### [PROBLEMA A RESOLVER]
Reescribe las filas de abajo como una tabla Markdown de dos columnas, «Núm» con el número de cada fila y «Texto» con la fila misma. Omite las filas en blanco.

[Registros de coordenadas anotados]
--

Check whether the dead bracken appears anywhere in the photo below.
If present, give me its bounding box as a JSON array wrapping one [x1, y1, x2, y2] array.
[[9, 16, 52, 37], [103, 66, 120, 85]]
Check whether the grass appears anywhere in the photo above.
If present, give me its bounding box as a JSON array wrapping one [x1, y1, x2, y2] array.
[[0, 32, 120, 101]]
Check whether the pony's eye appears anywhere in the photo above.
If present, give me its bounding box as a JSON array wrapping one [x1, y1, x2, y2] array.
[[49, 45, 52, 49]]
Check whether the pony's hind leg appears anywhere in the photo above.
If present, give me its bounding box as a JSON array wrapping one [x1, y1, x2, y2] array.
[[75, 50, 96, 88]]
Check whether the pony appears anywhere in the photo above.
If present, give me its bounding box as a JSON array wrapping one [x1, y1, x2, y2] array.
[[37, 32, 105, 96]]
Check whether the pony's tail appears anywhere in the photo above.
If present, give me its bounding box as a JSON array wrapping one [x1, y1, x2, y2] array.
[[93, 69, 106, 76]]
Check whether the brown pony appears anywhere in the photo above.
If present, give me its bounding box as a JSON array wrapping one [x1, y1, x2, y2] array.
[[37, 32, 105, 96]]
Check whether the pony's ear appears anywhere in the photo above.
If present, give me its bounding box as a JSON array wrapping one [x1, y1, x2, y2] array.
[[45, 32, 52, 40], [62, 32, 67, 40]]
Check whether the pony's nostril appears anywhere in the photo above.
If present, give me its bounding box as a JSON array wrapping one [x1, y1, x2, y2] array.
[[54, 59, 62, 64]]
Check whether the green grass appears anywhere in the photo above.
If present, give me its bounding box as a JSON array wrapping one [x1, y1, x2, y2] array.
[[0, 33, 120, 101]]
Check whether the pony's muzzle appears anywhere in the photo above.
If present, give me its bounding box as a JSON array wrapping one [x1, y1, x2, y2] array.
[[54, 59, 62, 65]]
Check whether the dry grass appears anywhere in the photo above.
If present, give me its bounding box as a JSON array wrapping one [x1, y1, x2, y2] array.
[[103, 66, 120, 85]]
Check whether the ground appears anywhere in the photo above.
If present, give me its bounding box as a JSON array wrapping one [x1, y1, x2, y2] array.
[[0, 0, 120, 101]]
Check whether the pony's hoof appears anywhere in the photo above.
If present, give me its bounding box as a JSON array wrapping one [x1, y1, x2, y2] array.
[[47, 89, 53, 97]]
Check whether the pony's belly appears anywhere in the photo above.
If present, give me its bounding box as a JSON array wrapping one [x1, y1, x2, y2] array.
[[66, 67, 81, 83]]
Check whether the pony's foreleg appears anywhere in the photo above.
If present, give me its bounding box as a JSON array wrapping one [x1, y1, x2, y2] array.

--

### [RESULTADO DEL EJERCICIO]
| Núm | Texto |
|---|---|
| 1 | Check whether the dead bracken appears anywhere in the photo below. |
| 2 | If present, give me its bounding box as a JSON array wrapping one [x1, y1, x2, y2] array. |
| 3 | [[9, 16, 52, 37], [103, 66, 120, 85]] |
| 4 | Check whether the grass appears anywhere in the photo above. |
| 5 | If present, give me its bounding box as a JSON array wrapping one [x1, y1, x2, y2] array. |
| 6 | [[0, 32, 120, 101]] |
| 7 | Check whether the pony's eye appears anywhere in the photo above. |
| 8 | If present, give me its bounding box as a JSON array wrapping one [x1, y1, x2, y2] array. |
| 9 | [[49, 45, 52, 49]] |
| 10 | Check whether the pony's hind leg appears anywhere in the photo above. |
| 11 | If present, give me its bounding box as a JSON array wrapping one [x1, y1, x2, y2] array. |
| 12 | [[75, 50, 96, 88]] |
| 13 | Check whether the pony appears anywhere in the photo above. |
| 14 | If present, give me its bounding box as a JSON array wrapping one [x1, y1, x2, y2] array. |
| 15 | [[37, 32, 105, 96]] |
| 16 | Check whether the pony's tail appears anywhere in the photo above. |
| 17 | If present, give me its bounding box as a JSON array wrapping one [x1, y1, x2, y2] array. |
| 18 | [[93, 69, 106, 76]] |
| 19 | Check whether the brown pony appears anywhere in the photo above. |
| 20 | If present, give me its bounding box as a JSON array wrapping one [x1, y1, x2, y2] array. |
| 21 | [[37, 32, 105, 96]] |
| 22 | Check whether the pony's ear appears anywhere in the photo above. |
| 23 | If present, give me its bounding box as a JSON array wrapping one [x1, y1, x2, y2] array. |
| 24 | [[45, 32, 52, 40], [62, 32, 67, 40]] |
| 25 | Check whether the pony's nostril appears anywhere in the photo above. |
| 26 | If present, give me its bounding box as a JSON array wrapping one [x1, y1, x2, y2] array. |
| 27 | [[54, 59, 62, 64]] |
| 28 | Check whether the green grass appears anywhere in the photo above. |
| 29 | If present, give me its bounding box as a JSON array wrapping one [x1, y1, x2, y2] array. |
| 30 | [[0, 33, 120, 101]] |
| 31 | Check whether the pony's muzzle appears anywhere in the photo above. |
| 32 | If present, give me its bounding box as a JSON array wrapping one [x1, y1, x2, y2] array. |
| 33 | [[54, 59, 62, 65]] |
| 34 | Check whether the dry grass appears anywhere in the photo above. |
| 35 | If present, give me its bounding box as a JSON array wrapping one [x1, y1, x2, y2] array. |
| 36 | [[103, 66, 120, 85]] |
| 37 | Check whether the ground appears anywhere in the photo above. |
| 38 | If present, give me its bounding box as a JSON array wrapping one [x1, y1, x2, y2] array. |
| 39 | [[0, 0, 120, 101]] |
| 40 | Check whether the pony's hoof appears anywhere in the photo above. |
| 41 | If present, give me its bounding box as a JSON array wrapping one [x1, y1, x2, y2] array. |
| 42 | [[47, 89, 53, 97]] |
| 43 | Check whether the pony's belly appears anywhere in the photo above. |
| 44 | If present, give me its bounding box as a JSON array wrapping one [x1, y1, x2, y2] array. |
| 45 | [[66, 67, 81, 83]] |
| 46 | Check whether the pony's foreleg appears anywhere in the photo above. |
| 47 | If present, give me its bounding box as a JSON array wrapping one [x1, y1, x2, y2] array. |